(SHORT PROBLEM) Reproduce all of the data below line for line, without changing a single word.

(RECORDED DATA)
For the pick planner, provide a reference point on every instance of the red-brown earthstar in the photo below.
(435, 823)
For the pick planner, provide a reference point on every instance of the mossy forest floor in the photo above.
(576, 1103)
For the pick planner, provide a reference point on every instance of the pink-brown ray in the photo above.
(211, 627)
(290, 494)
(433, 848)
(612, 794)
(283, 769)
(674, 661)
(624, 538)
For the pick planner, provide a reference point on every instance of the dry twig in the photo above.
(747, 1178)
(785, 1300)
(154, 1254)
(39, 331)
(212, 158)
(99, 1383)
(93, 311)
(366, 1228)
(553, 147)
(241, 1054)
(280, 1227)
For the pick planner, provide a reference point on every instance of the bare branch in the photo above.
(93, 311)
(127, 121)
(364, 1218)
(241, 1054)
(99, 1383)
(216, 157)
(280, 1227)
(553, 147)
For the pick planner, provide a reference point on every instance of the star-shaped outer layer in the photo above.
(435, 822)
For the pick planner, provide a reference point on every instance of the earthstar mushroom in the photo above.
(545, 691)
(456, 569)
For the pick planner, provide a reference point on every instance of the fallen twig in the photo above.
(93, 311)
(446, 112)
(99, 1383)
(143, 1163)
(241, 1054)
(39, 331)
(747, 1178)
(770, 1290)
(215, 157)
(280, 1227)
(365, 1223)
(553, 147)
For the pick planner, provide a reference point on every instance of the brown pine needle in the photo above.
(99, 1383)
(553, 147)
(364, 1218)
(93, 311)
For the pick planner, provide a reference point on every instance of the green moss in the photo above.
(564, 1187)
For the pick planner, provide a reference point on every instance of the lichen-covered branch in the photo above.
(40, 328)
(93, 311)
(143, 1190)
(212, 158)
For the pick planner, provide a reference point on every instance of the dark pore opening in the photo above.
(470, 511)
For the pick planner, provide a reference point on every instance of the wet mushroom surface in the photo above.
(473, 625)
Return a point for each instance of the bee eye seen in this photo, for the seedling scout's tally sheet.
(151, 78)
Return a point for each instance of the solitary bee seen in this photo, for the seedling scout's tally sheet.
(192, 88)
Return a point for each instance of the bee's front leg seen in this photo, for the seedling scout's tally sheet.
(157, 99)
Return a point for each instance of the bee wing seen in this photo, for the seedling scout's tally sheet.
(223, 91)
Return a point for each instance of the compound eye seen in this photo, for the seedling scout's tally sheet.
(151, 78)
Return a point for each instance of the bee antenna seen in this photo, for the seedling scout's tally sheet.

(EXERCISE ANSWER)
For the pick planner, provide a reference point on every instance of the red-brown earthstar in the photo below.
(435, 823)
For the pick planner, provide a reference point on every instance of the mossy forest floor in the photo above.
(576, 1103)
For the pick planner, provide a reference point on every instance of the pink-brown ray in the photo above.
(211, 627)
(290, 494)
(433, 848)
(612, 794)
(283, 769)
(674, 661)
(624, 538)
For the pick planner, provide a reference point on every instance of the dry twig in the photo above.
(747, 1178)
(785, 1300)
(154, 1254)
(39, 331)
(212, 158)
(99, 1383)
(93, 311)
(366, 1228)
(553, 147)
(241, 1054)
(280, 1227)
For the pick planner, provide a reference point on every instance of the bare branch in the photo above.
(93, 311)
(127, 121)
(364, 1218)
(241, 1054)
(99, 1383)
(216, 157)
(280, 1227)
(553, 147)
For the pick planner, provide a reference point on every instance of the star-shaped outer layer in the photo above.
(435, 822)
For the pick planner, provide a reference point on every instance of the earthstar mushroom in the photo above.
(545, 691)
(456, 569)
For the pick planner, provide a reference point on every instance of the fallen twig in the photo above.
(93, 311)
(446, 112)
(99, 1383)
(143, 1163)
(241, 1054)
(39, 331)
(747, 1178)
(770, 1290)
(215, 157)
(280, 1227)
(365, 1223)
(553, 147)
For the pick planner, provide a reference point on every instance of the brown pine needle in the photo above.
(99, 1383)
(553, 147)
(364, 1218)
(93, 311)
For the pick planner, provide a reference point on every instance of the green moss in the photo above.
(564, 1187)
For the pick planner, provide a reference point on every instance of the lichen-covered branch in the photo above.
(40, 328)
(93, 311)
(143, 1190)
(212, 158)
For the pick planner, provide a reference point on every instance of the dark pore opening in the photo above.
(470, 511)
For the pick planner, provide a reference point on every instance of the wet mushroom surface in the photo above.
(473, 625)
Return a point for each instance of the bee eye seen in this photo, for the seedling scout's tally sheet.
(151, 78)
Return a point for each instance of the solitary bee seen in this photo, for the seedling scout's tally sheet.
(192, 88)
Return a point for each instance of the bee's front leg seen in this photo, for the seedling scout's tally sheet.
(157, 99)
Return a point for each instance of the bee wing seen in this photo, for the seedling scout's tally sheet.
(223, 91)
Return a point for each instance of the compound eye seen in this photo, for the seedling scout's tally sheet.
(151, 78)
Return a point for each instance of the bee antenna seen in this photo, for the seedling scout's tally sheet.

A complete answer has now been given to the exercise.